# Texte fourni
--

Chester Brown, bédéiste (né le 16 mai 1960, à Montréal, au Québec). L’auteur de bandes dessinées intrépides, ainsi que d’une biographie en bande dessinée du chef métis Louis Riel, Chester Brown est l’un des plus grands bédéistes du monde.

Enfance

L’adolescence de Chester Brown dans la banlieue anglophone de Châteauguay, à Montréal, fait l’objet de plusieurs de ses bandes dessinées. En particulier, Je ne t’ai jamais aimé (1994) documente son éducation au sein d’une famille ordinaire de classe moyenne (aller à l’église et à l’école secondaire, avoir le béguin pour les filles, regarder la télévision) et de la détérioration progressive de la santé de sa mère. Pendant sa jeunesse, Chester Brown voit également ses premières bandes dessinées publiées dans le journal local. Celles-ci sont inspirées par les publications de Doug Wright et portent sur la famille de Chester, qui devient également lecteur passionné des bandes dessinées de superhéros et d’horreur. Après avoir complété l’école secondaire, Chester Brown se rend aux bureaux de Marvel et de DC Comics à New York, mais, ne réussissant pas à se trouver du travail, il retourne à Montréal pour y étudier l’art commercial au collège Dawson.

--

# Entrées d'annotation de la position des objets
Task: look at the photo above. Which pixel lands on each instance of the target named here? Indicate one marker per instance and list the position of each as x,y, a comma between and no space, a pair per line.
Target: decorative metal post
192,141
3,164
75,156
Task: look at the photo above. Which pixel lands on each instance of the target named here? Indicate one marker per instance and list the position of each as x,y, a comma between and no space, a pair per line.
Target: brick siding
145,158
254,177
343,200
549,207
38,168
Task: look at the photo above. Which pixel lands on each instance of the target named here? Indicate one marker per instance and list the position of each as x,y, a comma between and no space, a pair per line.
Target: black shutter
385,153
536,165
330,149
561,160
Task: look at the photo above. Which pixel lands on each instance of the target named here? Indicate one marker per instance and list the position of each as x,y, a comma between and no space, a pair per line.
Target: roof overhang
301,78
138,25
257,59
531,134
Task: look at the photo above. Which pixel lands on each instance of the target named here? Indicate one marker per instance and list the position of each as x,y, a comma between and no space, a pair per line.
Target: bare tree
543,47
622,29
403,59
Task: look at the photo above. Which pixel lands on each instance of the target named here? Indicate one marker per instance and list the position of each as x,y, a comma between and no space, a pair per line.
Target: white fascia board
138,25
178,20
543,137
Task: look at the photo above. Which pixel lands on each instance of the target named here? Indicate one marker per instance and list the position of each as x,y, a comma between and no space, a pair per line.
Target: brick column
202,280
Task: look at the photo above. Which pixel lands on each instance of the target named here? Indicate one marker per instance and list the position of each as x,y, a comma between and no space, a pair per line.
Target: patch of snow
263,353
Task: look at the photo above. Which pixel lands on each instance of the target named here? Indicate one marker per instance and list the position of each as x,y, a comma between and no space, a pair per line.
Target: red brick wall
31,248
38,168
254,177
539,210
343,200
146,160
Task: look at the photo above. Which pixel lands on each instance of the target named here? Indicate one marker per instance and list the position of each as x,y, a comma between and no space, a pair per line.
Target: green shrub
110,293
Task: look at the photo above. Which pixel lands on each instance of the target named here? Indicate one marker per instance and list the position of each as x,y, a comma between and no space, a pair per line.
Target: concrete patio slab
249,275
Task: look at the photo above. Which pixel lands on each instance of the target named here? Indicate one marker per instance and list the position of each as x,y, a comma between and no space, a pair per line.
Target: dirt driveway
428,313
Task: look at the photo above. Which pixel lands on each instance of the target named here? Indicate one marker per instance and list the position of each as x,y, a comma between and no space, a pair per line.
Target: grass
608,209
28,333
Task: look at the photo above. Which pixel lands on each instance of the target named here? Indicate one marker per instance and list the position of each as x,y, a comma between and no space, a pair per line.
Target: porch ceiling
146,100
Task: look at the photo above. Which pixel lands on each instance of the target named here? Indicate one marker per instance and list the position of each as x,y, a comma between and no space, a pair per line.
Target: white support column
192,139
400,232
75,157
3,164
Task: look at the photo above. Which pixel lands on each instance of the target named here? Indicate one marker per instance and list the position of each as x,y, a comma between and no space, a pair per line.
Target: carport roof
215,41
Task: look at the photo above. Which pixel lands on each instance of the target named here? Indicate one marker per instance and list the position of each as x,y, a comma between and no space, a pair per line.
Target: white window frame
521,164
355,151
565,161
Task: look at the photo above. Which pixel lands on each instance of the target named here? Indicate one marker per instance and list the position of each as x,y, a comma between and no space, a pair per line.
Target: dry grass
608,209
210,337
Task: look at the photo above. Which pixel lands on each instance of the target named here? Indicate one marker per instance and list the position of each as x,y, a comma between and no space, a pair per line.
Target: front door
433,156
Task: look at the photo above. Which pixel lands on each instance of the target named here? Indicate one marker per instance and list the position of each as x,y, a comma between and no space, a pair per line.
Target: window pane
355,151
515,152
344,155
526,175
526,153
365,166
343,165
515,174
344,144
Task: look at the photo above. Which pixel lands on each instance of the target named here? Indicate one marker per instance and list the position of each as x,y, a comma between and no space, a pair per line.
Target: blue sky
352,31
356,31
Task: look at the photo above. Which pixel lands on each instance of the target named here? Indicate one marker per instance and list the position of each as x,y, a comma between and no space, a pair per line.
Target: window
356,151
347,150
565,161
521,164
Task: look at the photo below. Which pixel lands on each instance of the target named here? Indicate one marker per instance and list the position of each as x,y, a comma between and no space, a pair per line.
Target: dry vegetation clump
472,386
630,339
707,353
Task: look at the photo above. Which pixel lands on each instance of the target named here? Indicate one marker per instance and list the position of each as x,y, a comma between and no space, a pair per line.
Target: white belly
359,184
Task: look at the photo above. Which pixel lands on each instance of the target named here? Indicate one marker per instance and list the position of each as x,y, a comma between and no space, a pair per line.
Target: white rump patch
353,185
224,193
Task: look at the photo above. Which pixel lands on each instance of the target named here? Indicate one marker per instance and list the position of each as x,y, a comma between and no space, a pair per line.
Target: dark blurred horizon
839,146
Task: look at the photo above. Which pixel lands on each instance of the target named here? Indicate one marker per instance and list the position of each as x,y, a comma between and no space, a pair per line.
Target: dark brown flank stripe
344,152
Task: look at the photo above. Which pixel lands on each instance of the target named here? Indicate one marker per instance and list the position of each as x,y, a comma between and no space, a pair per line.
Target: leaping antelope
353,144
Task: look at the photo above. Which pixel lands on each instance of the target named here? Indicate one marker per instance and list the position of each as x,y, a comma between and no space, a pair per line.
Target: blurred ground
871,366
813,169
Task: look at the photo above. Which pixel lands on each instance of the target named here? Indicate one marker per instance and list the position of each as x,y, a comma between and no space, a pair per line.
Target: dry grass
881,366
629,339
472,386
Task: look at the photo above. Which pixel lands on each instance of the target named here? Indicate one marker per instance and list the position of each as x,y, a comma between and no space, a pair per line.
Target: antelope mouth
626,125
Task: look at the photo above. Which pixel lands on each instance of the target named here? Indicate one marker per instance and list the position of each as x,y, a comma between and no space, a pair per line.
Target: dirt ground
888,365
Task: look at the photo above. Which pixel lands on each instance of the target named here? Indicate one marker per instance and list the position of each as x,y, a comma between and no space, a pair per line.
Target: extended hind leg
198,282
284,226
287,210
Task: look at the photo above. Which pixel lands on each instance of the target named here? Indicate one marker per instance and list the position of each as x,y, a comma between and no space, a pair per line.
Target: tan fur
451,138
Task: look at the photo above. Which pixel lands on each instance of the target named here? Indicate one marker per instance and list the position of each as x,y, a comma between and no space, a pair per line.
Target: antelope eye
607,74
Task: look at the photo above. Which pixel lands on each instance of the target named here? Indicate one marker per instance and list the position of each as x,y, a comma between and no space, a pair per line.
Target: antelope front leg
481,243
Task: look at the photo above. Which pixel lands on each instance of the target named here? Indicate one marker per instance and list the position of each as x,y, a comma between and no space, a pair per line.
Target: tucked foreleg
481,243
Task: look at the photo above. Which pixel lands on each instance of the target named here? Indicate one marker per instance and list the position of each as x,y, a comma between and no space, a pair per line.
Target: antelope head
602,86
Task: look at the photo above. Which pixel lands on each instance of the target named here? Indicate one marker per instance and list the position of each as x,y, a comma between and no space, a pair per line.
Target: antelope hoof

--

# Série de tâches
A) D'après le texte fourni, dans quel établissement Chester Brown étudie-t-il l'art commercial à son retour à Montréal ?
B) Relevez dans le texte fourni toutes les activités données entre parenthèses pour décrire l'éducation de Chester Brown dans une famille ordinaire de classe moyenne.
Appuyez-vous uniquement sur le texte fourni.

# Réponses à l'exercice
A) Au collège Dawson.

B)
- aller à l'église
- aller à l'école secondaire
- avoir le béguin pour les filles
- regarder la télévision